#### Exercise description
Repeat every entry exactly as it stands. Omit the images.

#### Given information
--*--

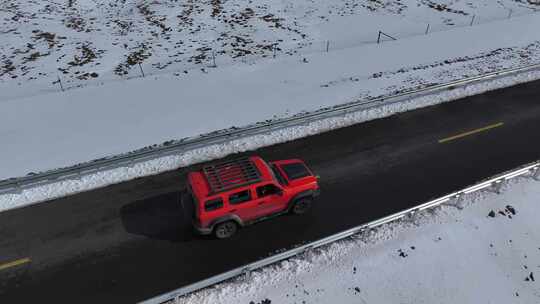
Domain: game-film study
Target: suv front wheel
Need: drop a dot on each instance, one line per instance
(301, 205)
(225, 230)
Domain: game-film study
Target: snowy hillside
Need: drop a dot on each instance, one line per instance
(488, 252)
(89, 41)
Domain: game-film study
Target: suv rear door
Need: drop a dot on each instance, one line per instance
(269, 200)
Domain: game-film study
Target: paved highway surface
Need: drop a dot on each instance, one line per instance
(128, 242)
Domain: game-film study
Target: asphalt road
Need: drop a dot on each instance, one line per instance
(127, 242)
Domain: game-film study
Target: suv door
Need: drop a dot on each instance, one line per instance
(269, 199)
(242, 204)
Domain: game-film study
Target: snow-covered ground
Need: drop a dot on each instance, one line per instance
(105, 40)
(64, 128)
(486, 252)
(42, 128)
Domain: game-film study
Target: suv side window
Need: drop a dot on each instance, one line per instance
(240, 197)
(266, 190)
(213, 204)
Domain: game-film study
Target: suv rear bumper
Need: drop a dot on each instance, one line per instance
(202, 230)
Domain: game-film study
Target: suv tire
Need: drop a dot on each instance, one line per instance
(225, 230)
(302, 205)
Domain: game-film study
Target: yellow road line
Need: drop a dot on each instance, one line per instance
(14, 263)
(471, 132)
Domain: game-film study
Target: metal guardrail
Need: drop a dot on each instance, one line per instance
(495, 183)
(177, 147)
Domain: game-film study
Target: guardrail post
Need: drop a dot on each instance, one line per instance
(412, 216)
(246, 272)
(456, 201)
(497, 186)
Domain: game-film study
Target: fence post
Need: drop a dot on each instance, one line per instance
(472, 21)
(536, 174)
(140, 67)
(59, 81)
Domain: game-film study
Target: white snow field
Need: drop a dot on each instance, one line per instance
(43, 129)
(487, 252)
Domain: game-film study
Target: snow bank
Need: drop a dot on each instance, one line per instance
(488, 252)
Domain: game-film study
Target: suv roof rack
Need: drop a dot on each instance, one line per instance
(232, 174)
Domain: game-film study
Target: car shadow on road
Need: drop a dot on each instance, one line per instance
(160, 217)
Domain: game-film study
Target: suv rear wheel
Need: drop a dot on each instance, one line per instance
(225, 230)
(302, 205)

--*--

#### Finished task
Domain: game-film study
Target: suv front wheel
Need: drop a dot on each instance, one line per instance
(301, 205)
(225, 230)
Domain: game-film study
Target: snowy hillside
Need: drop a dot on each instance, one line per instance
(488, 252)
(89, 41)
Domain: game-film study
Target: suv rear door
Need: drop a dot on each instance, one line per instance
(269, 200)
Domain: game-film study
Target: paved highway surface
Need: drop a dot on each instance, one line per instance
(128, 242)
Domain: game-film study
Target: asphalt road
Need: drop a dot on each instance, one line per instance
(127, 242)
Domain: game-film study
Target: suv door
Need: drop a dot on each instance, one line per instance
(269, 199)
(242, 204)
Domain: game-film study
Target: snow-covered ground
Need: drop a dot on each instance, one line per instance
(105, 40)
(64, 128)
(486, 252)
(42, 128)
Domain: game-film study
Target: suv side window
Need: drop a dot on each instance, one line per instance
(240, 197)
(266, 190)
(213, 204)
Domain: game-film study
Target: suv rear bumper
Need: drop a dot on each instance, one line per instance
(202, 230)
Domain: game-film study
Target: suv tire
Need: drop a dot on each instance, one line per instance
(225, 230)
(302, 205)
Domain: game-film study
Target: yellow road line
Need: drop a dot on each instance, one line per instance
(14, 263)
(471, 132)
Domain: game-film study
Target: metal guardrail
Need: drop a dot on each instance, one line per instance
(495, 183)
(177, 147)
Domain: game-film study
Target: guardrail post
Need: drop a dot on each instance, one line per instance
(412, 216)
(246, 272)
(456, 201)
(497, 186)
Domain: game-film study
Target: fence post
Need: drop a dot on each instance, one line per instance
(472, 21)
(536, 174)
(140, 67)
(59, 81)
Domain: game-film study
Target: white snow field
Need: drop a dot on each instance, one line per instance
(43, 129)
(487, 252)
Domain: game-film study
Target: snow bank
Need: drop a dot on each instance, one line per instance
(488, 252)
Domain: game-film study
Target: suv roof rack
Need: drop a dot on each instance, one line per instance
(232, 174)
Domain: game-film study
Target: car shadow on road
Need: drop a dot on each instance, one line per instance
(160, 217)
Domain: game-film study
Target: suv rear wheel
Need: drop a dot on each instance, one line per instance
(225, 230)
(302, 205)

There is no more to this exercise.